══ EXTRACT
Canaries In The Mine - Evidence of Chemical Effects On Kids Mounts

[By Joan Lowy, Scripps Howard News Service.] http://www.myinky.com/ecp/gleaner_news/article/0,1626,ECP_4476_2521106,00.ht

ml

At Massachusetts General Hospital in Boston, Dr. Martha Herbert is seeing younger and younger children who have been prescribed powerful drugs because their behavior is "so extreme."

One 4-year-old was treated with Risperdol, an antipsychotic drug usually prescribed to adult schizophrenics, because she tried to kill a sibling. "I've had several cases like that," said Herbert, a pediatric neurologist. "It's scary because this kind of thing hardly ever used to happen."

Across the nation, evidence of a growing number of children diagnosed with attention, learning, behavioral and emotional disorders have perplexed doctors and researchers and worried teachers and parents.

The disturbing conclusion some experts are reaching is that a significant share of these conditions may be caused by environmental toxins that interfere with brain development in children beginning in the womb and which may be lowering the intelligence of the population at large.

There is no shortage of toxic suspects including lead, PCBs, mercury, pesticides, dioxins, flame-retardants and alcohol. Most children are exposed to some level of all these chemicals, raising the possibility of combined effects -- a question that scientists are only now beginning to research.

"You can almost think of the children who have been diagnosed with these clinical syndromes as the tip of the iceberg," said Deborah Rice, a toxicologist with the Maine Department of Environmental Protection.

"These are the kids that stand out, the ones that can actually go into a doctor's office and the doctor can say, 'Yes, this child has autism,' " Rice said. "But for every one of those children there may be many more children that don't reach the clinical criteria, but nonetheless may have been affected by the chemicals and other environmental milieu of a child's life."
════
## REQUIREMENT 1
Rewrite the part of the article on chemical effects on children that opens with the words containing "[By Joan Lowy, Scripps" and closes with "teachers and parents.", putting "child neurologist" in place of "pediatric neurologist".
## REQUIREMENT 2
Answer from the article on chemical effects on children:
(a) In which hospital is Dr. Martha Herbert seeing these children?
(b) What drug was the 4-year-old treated with?
(c) Which agency does toxicologist Deborah Rice work for?
## REQUIREMENT 3
Carry on the article about chemical effects on children from the point where it stops.
The records have no connection to the article about chemical effects on children.
══ DATASET ENTRIES
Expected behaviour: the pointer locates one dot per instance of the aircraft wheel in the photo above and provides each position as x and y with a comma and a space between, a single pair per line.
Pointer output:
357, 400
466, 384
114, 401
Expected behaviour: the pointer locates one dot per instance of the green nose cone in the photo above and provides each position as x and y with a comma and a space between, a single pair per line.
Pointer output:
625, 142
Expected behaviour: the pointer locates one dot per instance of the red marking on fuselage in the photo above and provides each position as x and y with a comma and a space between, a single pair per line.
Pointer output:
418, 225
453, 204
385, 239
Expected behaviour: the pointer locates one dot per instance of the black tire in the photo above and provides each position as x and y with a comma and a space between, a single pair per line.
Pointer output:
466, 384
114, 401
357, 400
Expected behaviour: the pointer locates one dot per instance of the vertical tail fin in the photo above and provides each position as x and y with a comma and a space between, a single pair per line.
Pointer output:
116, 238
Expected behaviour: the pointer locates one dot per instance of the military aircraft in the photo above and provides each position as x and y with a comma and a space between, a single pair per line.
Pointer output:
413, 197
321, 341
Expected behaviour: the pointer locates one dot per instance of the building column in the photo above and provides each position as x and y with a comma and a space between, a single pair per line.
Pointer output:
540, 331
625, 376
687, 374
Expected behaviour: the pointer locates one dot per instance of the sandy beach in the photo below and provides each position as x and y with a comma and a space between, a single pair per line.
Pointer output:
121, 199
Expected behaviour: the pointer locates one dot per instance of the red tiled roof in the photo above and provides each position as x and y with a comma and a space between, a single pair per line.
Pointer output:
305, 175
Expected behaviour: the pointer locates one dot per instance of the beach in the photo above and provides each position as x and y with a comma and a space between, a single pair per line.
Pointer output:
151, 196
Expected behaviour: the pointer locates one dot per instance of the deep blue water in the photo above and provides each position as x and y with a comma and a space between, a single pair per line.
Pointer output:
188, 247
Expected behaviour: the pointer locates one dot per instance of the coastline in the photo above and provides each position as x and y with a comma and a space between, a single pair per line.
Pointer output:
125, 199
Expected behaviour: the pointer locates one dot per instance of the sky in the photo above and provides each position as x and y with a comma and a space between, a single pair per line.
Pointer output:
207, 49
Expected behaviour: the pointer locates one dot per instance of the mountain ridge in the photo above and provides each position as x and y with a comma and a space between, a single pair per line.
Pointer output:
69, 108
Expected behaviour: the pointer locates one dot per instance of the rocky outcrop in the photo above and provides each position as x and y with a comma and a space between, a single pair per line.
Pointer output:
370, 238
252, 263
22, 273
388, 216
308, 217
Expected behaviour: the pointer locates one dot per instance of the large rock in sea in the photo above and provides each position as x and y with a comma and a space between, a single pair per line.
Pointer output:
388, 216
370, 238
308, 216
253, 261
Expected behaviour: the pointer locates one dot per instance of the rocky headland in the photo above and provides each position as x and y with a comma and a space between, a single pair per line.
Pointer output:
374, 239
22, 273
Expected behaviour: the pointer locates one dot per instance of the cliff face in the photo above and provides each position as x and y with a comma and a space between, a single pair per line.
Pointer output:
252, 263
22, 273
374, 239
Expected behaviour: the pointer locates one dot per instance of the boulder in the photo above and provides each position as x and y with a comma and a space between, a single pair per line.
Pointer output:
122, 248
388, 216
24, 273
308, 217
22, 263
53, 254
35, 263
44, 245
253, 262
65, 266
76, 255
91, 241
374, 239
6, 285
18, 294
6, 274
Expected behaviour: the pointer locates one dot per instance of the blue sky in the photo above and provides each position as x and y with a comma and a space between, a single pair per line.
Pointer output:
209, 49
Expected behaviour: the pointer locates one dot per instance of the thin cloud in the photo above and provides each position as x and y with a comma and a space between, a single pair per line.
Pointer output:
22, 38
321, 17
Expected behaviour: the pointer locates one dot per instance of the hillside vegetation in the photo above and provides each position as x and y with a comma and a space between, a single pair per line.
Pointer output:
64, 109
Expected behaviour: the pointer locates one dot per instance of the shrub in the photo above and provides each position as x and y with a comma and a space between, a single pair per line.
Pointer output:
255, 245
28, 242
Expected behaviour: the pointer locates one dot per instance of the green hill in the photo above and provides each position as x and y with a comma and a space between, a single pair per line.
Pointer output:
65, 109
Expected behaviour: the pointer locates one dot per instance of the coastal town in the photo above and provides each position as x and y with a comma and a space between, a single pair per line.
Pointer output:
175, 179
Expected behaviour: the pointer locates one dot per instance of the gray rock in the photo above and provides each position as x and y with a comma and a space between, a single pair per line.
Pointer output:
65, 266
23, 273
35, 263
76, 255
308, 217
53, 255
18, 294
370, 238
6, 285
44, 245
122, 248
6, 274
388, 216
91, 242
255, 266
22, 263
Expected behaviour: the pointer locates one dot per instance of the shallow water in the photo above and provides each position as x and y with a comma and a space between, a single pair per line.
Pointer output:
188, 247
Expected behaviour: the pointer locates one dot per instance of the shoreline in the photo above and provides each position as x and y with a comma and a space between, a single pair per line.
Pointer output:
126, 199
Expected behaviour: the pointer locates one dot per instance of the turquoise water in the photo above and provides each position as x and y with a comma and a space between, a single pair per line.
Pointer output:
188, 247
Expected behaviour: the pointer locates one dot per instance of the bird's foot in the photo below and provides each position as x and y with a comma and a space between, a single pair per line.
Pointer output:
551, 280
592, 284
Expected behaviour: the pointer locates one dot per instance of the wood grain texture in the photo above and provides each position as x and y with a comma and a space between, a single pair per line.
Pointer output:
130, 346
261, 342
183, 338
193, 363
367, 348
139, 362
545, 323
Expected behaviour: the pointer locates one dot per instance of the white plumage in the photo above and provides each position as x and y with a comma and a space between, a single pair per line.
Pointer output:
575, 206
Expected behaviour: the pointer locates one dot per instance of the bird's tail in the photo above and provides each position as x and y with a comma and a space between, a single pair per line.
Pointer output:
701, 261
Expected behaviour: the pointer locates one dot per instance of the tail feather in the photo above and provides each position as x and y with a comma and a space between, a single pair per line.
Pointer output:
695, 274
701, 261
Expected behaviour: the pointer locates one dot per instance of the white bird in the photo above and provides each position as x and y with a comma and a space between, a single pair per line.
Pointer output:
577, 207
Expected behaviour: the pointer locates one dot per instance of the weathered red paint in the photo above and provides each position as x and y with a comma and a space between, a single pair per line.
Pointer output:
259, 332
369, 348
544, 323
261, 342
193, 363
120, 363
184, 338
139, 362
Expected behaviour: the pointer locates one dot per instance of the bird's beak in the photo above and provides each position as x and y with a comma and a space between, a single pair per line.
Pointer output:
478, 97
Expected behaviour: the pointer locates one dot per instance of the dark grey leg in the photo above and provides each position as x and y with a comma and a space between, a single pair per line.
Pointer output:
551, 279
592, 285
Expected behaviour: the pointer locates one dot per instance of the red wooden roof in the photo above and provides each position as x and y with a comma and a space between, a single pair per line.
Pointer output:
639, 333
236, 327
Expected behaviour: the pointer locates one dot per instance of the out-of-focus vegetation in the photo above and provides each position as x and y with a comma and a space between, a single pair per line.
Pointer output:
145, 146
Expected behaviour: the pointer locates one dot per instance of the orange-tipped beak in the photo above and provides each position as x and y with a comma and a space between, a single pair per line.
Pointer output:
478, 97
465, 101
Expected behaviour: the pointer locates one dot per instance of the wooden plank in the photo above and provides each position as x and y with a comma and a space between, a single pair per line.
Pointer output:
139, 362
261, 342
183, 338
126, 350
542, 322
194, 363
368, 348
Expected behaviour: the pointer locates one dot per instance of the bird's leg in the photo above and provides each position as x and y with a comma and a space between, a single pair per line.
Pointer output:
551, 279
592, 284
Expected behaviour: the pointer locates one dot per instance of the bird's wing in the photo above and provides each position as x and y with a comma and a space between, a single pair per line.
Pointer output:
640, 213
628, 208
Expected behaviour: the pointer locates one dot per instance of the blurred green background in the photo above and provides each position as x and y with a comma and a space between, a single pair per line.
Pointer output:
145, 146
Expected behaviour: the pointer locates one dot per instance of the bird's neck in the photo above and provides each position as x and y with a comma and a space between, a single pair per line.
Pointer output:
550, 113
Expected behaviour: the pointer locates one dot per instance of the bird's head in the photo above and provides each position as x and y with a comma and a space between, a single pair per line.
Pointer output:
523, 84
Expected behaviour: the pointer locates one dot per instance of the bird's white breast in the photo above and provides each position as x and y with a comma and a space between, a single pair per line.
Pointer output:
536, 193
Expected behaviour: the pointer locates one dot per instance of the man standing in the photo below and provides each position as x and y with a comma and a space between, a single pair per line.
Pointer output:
════
## TASK RESPONSE 1
[By Joan Lowy, Scripps Howard News Service.] http://www.myinky.com/ecp/gleaner_news/article/0,1626,ECP_4476_2521106,00.ht

ml

At Massachusetts General Hospital in Boston, Dr. Martha Herbert is seeing younger and younger children who have been prescribed powerful drugs because their behavior is "so extreme."

One 4-year-old was treated with Risperdol, an antipsychotic drug usually prescribed to adult schizophrenics, because she tried to kill a sibling. "I've had several cases like that," said Herbert, a child neurologist. "It's scary because this kind of thing hardly ever used to happen."

Across the nation, evidence of a growing number of children diagnosed with attention, learning, behavioral and emotional disorders have perplexed doctors and researchers and worried teachers and parents.

## TASK RESPONSE 2
(a) Massachusetts General Hospital in Boston
(b) Risperdol
(c) The Maine Department of Environmental Protection

## TASK RESPONSE 3
Autism researcher George Lambert describes children as society's "canaries in the coal mine" because they are so much more sensitive than adults to poisons in the environment. They eat more food, breathe more air and drink more fluid per pound of body weight than adults -- and their brains and nervous systems are still developing. The most sensitive of all is the developing fetus.

In California, state health authorities have documented a 273 percent increase between 1987 and 1998 in diagnosed cases of autism, a neurodevelopmental disorder that usually appears before age 3 and can affect a child's ability to communicate, form relationships and respond to the world around them.

Reported autism cases in California doubled again over the last four years and the rate of increase appears to be accelerating, according to a follow-up study released earlier this year. In November, the U.S. Department of Health and Human Services held a two-day "autism summit" in Washington in response to demands from parents of autistic children for greater federal action to counter what they call a national "epidemic" of autism.

In North Port, Fla., kindergarten teacher Susan Owens said she has seen a dramatic increase in attention and learning disorders in children of all levels of intelligence and family income over the last 30 years.

Retarded students she taught in the late 1960s were better able to retain basic knowledge and skills such as the days of the week or simple addition and subtraction than many of today's kindergarteners of average intelligence, said Owens, 60.

"I can go over the days of the week with my children now the entire year, but if I say to them, 'Today is Friday. What will tomorrow be?' 50 percent of them will still not be able to tell me that tomorrow is Saturday," Owens said.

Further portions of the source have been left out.